The input Start Marker

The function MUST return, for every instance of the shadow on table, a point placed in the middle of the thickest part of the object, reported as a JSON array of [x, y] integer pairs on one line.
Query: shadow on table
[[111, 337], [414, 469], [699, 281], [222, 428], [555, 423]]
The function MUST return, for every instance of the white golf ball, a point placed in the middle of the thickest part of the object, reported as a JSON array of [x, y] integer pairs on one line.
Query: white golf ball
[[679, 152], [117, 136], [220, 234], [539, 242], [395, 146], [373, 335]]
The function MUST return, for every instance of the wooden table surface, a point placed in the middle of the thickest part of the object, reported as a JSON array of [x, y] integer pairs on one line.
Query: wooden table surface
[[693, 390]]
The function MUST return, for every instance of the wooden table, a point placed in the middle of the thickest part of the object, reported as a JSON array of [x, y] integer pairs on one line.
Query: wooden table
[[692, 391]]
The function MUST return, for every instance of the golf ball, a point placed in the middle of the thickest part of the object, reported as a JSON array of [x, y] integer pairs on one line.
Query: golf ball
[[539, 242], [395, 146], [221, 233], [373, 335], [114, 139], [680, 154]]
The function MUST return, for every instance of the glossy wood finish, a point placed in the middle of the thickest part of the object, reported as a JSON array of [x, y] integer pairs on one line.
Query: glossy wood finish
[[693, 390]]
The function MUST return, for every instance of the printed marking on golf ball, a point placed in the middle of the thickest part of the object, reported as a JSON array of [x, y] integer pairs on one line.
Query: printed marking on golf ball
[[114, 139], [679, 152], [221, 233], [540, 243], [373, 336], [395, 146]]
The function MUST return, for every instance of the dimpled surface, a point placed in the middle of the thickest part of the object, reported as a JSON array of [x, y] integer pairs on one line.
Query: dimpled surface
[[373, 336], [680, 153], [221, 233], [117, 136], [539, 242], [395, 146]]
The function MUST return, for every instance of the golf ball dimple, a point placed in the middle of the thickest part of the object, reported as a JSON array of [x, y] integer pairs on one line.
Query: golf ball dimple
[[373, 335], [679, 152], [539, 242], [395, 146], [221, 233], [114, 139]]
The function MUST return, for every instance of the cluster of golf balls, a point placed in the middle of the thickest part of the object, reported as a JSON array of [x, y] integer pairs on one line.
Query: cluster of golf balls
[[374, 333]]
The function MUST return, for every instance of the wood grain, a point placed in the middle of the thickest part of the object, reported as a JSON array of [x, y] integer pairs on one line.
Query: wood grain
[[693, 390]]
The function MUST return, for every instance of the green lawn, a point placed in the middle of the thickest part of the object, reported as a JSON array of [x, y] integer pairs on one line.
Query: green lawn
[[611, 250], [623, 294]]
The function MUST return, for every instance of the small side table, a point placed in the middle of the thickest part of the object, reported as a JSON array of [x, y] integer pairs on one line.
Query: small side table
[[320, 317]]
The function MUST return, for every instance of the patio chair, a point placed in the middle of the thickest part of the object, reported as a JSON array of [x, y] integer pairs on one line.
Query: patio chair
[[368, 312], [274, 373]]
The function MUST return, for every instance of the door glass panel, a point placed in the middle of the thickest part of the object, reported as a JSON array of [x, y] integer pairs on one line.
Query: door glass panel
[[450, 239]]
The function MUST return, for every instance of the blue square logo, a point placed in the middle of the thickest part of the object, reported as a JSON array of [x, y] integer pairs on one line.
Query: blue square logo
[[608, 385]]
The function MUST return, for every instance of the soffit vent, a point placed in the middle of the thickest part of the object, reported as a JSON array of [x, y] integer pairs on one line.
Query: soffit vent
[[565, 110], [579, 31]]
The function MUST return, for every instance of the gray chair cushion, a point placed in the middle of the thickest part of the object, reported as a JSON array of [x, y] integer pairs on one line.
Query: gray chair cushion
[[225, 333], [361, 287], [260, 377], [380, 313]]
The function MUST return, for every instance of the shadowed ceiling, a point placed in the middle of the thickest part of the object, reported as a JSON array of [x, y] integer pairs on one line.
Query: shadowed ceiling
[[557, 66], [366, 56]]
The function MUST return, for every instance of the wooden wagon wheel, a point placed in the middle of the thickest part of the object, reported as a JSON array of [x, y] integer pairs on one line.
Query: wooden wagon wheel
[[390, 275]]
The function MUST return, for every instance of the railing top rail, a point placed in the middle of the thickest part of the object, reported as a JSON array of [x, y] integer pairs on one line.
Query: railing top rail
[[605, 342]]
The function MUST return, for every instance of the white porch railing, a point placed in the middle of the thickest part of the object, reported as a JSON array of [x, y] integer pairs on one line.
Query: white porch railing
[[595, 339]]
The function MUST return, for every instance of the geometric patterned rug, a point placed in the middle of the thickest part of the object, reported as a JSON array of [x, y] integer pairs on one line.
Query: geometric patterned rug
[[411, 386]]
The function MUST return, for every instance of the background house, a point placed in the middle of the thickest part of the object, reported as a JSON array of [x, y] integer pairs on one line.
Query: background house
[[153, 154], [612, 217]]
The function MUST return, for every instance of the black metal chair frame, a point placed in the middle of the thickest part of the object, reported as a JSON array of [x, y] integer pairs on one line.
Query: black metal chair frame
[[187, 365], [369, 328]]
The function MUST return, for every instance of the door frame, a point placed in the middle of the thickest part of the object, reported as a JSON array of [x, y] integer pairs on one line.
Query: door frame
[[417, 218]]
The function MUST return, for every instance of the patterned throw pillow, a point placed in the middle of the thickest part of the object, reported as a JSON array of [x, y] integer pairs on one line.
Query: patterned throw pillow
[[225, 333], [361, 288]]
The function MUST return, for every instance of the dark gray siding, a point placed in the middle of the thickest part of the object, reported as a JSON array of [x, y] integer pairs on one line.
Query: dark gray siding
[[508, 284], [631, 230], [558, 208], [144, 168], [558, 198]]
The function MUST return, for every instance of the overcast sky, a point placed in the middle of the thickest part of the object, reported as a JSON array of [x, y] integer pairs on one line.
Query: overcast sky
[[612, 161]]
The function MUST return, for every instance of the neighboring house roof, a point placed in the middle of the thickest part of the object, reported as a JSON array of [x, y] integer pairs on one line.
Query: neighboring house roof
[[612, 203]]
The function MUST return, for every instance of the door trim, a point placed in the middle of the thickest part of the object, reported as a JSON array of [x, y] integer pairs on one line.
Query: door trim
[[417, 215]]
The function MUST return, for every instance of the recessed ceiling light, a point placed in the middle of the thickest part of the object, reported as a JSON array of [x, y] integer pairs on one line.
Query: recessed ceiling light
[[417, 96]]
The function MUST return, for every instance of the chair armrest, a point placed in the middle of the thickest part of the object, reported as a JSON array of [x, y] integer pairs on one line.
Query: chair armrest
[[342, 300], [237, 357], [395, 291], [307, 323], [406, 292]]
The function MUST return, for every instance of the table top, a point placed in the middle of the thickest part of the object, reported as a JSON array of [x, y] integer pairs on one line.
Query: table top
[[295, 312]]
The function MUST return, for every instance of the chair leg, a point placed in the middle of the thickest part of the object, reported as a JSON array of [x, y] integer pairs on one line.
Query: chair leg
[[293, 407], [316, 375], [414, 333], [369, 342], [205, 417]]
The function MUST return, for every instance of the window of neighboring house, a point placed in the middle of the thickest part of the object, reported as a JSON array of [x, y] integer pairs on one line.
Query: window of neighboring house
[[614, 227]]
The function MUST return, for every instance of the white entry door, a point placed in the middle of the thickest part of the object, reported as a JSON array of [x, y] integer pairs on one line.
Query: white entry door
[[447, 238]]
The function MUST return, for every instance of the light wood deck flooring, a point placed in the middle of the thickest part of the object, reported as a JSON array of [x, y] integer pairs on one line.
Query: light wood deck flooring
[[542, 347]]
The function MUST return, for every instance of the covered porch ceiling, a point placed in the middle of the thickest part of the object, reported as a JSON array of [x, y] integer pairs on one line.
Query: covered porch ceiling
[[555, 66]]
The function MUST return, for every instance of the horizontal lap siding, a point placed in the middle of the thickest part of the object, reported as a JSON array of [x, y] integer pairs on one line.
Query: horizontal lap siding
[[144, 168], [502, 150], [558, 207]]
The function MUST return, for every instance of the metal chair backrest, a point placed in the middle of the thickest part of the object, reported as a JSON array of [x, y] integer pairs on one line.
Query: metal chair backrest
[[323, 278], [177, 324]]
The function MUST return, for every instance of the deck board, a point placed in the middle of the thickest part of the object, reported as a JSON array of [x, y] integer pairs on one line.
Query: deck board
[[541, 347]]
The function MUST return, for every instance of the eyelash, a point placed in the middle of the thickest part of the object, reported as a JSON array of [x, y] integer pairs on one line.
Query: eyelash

The input End Marker

Wherever the word "eyelash" turns up in the records, copy out the line it is on.

> _Reply_:
The function MUST return, for every instance of the eyelash, a point placed in the middle of the thickest part of the object, reported as a JSON array of [x, y] integer pairs on one line.
Query: eyelash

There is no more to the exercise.